TASK TO CARRY OUT >> Retype the material below. Keep every word exactly as it is.

Coordinate annotation entries:
***

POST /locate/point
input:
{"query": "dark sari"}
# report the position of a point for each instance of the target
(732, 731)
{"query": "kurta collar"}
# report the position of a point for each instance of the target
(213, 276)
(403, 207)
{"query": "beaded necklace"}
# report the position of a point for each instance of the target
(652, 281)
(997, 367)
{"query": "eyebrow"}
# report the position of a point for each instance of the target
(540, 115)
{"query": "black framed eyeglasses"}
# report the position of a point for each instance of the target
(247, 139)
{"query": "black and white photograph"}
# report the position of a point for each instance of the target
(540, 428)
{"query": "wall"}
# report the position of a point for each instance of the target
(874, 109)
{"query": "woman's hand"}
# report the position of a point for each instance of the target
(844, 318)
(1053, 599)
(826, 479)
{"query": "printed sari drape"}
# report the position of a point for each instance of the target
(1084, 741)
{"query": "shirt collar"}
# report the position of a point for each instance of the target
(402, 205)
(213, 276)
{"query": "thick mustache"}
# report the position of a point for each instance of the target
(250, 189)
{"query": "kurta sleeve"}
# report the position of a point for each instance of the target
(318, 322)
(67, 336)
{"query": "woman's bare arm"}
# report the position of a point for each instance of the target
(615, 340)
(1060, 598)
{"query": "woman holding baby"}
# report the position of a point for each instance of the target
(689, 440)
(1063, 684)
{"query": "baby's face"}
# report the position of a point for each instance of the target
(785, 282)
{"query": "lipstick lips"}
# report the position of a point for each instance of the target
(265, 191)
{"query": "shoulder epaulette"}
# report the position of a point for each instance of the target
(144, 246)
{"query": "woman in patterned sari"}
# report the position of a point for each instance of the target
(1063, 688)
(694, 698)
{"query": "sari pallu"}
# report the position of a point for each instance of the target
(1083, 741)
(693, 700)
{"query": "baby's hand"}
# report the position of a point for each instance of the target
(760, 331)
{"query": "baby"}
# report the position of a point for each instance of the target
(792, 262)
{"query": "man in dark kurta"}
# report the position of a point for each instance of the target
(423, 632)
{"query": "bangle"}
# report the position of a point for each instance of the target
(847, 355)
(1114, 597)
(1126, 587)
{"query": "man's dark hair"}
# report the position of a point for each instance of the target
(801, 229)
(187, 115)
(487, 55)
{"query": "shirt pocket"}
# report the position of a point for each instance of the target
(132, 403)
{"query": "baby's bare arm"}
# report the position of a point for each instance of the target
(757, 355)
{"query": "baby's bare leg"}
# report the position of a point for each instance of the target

***

CORRECT ANSWER >>
POST /locate/point
input:
{"query": "dark sari"}
# report the position of a point for each instance of the target
(732, 731)
{"query": "kurta collar"}
# report the position of a point for each instance of the target
(213, 276)
(403, 207)
{"query": "beaded necklace"}
# report the position of a point for each instance of the target
(652, 281)
(997, 367)
{"query": "eyebrow"}
# report the position of a point for each instance of the target
(540, 115)
{"query": "black framed eyeglasses"}
# report the position of a point for each instance of the target
(247, 139)
{"query": "black and white photograph"}
# report the position of a point for each instance of the target
(540, 428)
{"query": "wall"}
# report the position of a point for each instance of the target
(874, 109)
{"query": "woman's hand"}
# report the position of a point for each instance of the target
(844, 318)
(1053, 599)
(826, 479)
{"query": "printed sari drape"}
# report the position of a point for each instance of the target
(1084, 741)
{"query": "shirt collar"}
# report the position of a point for each instance of the target
(402, 205)
(213, 276)
{"query": "thick mustache"}
# report the position of a point for each instance of the target
(250, 189)
{"query": "kurta sleeve"}
# report the position of a point for each instance of the target
(318, 322)
(67, 336)
{"query": "woman's bare arm"}
# report the position of a point for each instance of the target
(615, 340)
(1060, 598)
{"query": "woman holding baby"}
# report the position of a point for each instance of the target
(689, 440)
(1063, 684)
{"query": "baby's face"}
# report the position of a point for each instance of the target
(785, 282)
{"query": "lipstick lips"}
# report the position of a point for each instance of the target
(265, 191)
{"query": "shoulder epaulette"}
# report the position of a point for each instance of the target
(144, 246)
{"query": "woman in patterned sari"}
# report the position of a point for each instance of the target
(1063, 688)
(694, 698)
{"query": "sari pallu"}
# report the position of a point for each instance of the target
(1083, 741)
(693, 700)
{"query": "baby's hand"}
# report the position of a point for each instance of the target
(760, 331)
{"query": "baby"}
# report the position of a point for each instance of the target
(792, 262)
{"query": "man in dark kurta"}
# report the position of a point for each instance of the target
(423, 632)
{"query": "bangle"}
# report the position of a point for each instance of the target
(847, 355)
(1114, 597)
(1126, 587)
{"query": "man's dark hair"}
# report the position of a point for each instance of the target
(801, 229)
(187, 115)
(487, 55)
{"query": "shirt pocket"}
# report the position of a point for each instance of the target
(132, 403)
{"query": "baby's bare arm"}
# report the position of a point for each instance of the target
(757, 355)
{"query": "baby's bare leg"}
# report the position of a point for each instance of the target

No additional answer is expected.